╭─ TEXTO EXTRAÍDO

Con todo, y dado que soy quien suele hacer las compras en casa, tengo el “privilegio” de salir. Recuerdo cómo fue mi primera salida en esta cuarentena: poquísima gente en la calle, incluso menos que un día de fin de semana por la mañana. Normalmente me gusta cuando la ciudad se vacía un poco, durante las vacaciones de verano. Sin embargo, en esta oportunidad, francamente era desolador. Incluso la primera vez que fui a visitar a mis abuelos, para darles una mano con las compras, pude cruzar Rivadavia casi sin preocuparme por los autos: no había tránsito en absoluto.
Sin embargo, y casi como una paradoja, los días son más claros que lo habitual. Recuerdo no pocos días soleados que me parecieron más hermosos que uno normal. Quizás sea efecto del retroceso del hombre; mientras él se refugia en sus hogares, la naturaleza reclama el lugar perdido. Es una postal que hemos visto repetidas veces en las noticias; animales atreviéndose a salir a las calles a plena luz del día, sin tener que preocuparse por que las personas puedan hacerles daño. Hasta se ha reducido sustancialmente el nivel de polución en las ciudades más contaminadas del mundo. Sin embargo, a medida que el mundo se vaya reactivando, el medioambiente volverá al triste statu quo que conocemos…
Y cuando hay días lindos, a veces aprovecho a ir al balcón para tomar un poco de aire fresco. Descubrí que la cuarentena nos provee una buena excusa para redescubrir lugares de nuestras casas que dejamos un poco relegados. En mi balcón hay una mezcla perfecta de luz y sombra: suficiente luz como para poder leer un libro (por caso, el otro día estaba leyendo El cardenal, una excelente novela de Henry Morton Robinson que relata la vida de un sacerdote, desde sus inicios hasta el momento en que llega casi hasta la cima de la jerarquía eclesiástica), y suficiente sombra como para estar cómodo y con ganas de quedarse toda una tarde, desafiando al clima, cada vez más frío a medida que pasan los días.

╰─

→ OBJETIVO DE LA TAREA:
Determine si cada afirmación concuerda con el texto sobre la cuarentena, respondiendo sí o no y citando literalmente las palabras del texto que lo deciden: (a) Quien escribe suele encargarse de las compras en su casa. (b) En la primera salida durante la cuarentena había en la calle más gente que un fin de semana por la mañana. (c) La novela El cardenal relata la vida de un médico.

╭─ MATERIAL PROPORCIONADO

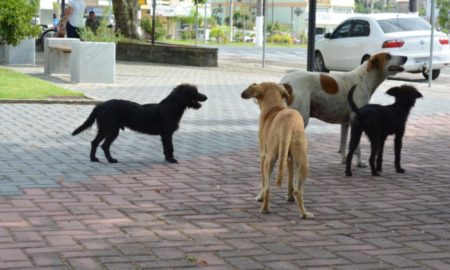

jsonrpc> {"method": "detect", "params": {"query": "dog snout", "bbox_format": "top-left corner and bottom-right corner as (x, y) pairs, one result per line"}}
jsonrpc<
(197, 93), (208, 101)
(400, 56), (408, 65)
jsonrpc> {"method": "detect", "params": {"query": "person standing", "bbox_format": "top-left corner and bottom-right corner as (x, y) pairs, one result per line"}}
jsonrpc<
(64, 0), (86, 38)
(86, 11), (100, 34)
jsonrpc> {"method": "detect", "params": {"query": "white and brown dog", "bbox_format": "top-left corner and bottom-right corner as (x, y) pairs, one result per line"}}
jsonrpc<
(241, 82), (313, 218)
(280, 53), (407, 166)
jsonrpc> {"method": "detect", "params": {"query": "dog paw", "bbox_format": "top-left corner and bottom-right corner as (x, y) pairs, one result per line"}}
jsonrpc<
(286, 195), (295, 202)
(302, 212), (314, 219)
(357, 161), (367, 168)
(166, 158), (178, 163)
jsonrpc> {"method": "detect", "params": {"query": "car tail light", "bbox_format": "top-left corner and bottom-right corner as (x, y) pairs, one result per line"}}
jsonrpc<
(439, 38), (448, 45)
(382, 39), (405, 48)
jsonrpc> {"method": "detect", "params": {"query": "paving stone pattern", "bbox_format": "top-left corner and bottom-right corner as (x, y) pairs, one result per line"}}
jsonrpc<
(0, 57), (450, 269)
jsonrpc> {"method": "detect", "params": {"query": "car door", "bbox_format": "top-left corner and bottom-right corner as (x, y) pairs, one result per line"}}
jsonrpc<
(322, 20), (353, 70)
(345, 19), (373, 70)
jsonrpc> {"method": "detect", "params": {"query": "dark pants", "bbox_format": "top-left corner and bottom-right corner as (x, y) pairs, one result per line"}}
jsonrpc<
(66, 22), (80, 38)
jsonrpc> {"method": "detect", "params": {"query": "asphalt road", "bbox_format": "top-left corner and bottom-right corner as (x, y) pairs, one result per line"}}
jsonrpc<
(210, 44), (450, 85)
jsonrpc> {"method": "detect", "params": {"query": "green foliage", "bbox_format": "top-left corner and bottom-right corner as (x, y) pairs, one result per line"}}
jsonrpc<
(437, 0), (450, 33)
(80, 17), (123, 43)
(0, 0), (40, 46)
(269, 34), (293, 45)
(209, 26), (226, 43)
(0, 67), (83, 99)
(141, 16), (167, 40)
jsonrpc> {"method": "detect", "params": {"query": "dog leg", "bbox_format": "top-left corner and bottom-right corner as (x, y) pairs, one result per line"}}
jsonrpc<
(102, 128), (119, 163)
(294, 161), (314, 219)
(377, 136), (387, 172)
(369, 136), (380, 176)
(90, 130), (106, 162)
(261, 157), (276, 214)
(161, 134), (178, 163)
(394, 134), (405, 173)
(338, 123), (349, 164)
(355, 143), (367, 168)
(286, 157), (295, 202)
(345, 125), (363, 176)
(255, 154), (264, 202)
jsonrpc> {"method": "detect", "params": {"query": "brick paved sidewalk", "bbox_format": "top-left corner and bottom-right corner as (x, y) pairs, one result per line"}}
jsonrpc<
(0, 56), (450, 269)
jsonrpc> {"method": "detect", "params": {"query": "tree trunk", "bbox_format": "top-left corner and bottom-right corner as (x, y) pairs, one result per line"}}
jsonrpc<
(112, 0), (139, 38)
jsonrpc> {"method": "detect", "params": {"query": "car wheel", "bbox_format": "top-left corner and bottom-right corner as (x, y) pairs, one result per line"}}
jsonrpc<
(314, 52), (329, 72)
(422, 69), (441, 80)
(361, 54), (370, 64)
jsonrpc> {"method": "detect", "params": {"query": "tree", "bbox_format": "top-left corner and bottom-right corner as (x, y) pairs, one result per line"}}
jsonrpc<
(0, 0), (39, 46)
(437, 0), (450, 33)
(112, 0), (139, 38)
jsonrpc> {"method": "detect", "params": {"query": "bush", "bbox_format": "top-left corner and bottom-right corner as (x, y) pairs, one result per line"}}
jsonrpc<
(80, 18), (123, 43)
(209, 26), (226, 43)
(269, 34), (293, 44)
(141, 16), (167, 40)
(0, 0), (40, 46)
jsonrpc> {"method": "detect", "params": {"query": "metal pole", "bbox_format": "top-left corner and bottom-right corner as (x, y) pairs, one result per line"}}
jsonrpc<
(195, 0), (198, 46)
(306, 0), (316, 71)
(262, 0), (266, 68)
(152, 0), (156, 45)
(230, 0), (233, 42)
(60, 0), (66, 19)
(108, 0), (112, 24)
(203, 1), (208, 43)
(428, 0), (434, 87)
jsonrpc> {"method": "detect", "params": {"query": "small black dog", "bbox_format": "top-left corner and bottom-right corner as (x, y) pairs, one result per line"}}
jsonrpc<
(72, 84), (207, 163)
(345, 85), (422, 176)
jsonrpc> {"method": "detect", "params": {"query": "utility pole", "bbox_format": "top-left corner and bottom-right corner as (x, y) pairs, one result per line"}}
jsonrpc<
(230, 0), (233, 42)
(409, 0), (417, 13)
(306, 0), (317, 71)
(255, 0), (264, 47)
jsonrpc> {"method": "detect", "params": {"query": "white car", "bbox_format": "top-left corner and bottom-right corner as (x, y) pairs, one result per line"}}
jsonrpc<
(314, 13), (450, 80)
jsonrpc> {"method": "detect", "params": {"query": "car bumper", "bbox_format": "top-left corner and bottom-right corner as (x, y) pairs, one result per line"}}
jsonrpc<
(403, 53), (450, 72)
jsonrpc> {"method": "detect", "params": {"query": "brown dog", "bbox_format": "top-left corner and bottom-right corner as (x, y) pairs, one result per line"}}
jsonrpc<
(241, 82), (313, 218)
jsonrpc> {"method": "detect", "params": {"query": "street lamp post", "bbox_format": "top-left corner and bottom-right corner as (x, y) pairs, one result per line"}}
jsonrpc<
(294, 7), (303, 34)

╰─

→ RESPUESTA AL EJERCICIO:
(a) Sí: «dado que soy quien suele hacer las compras en casa».
(b) No: «poquísima gente en la calle, incluso menos que un día de fin de semana por la mañana».
(c) No: «relata la vida de un sacerdote».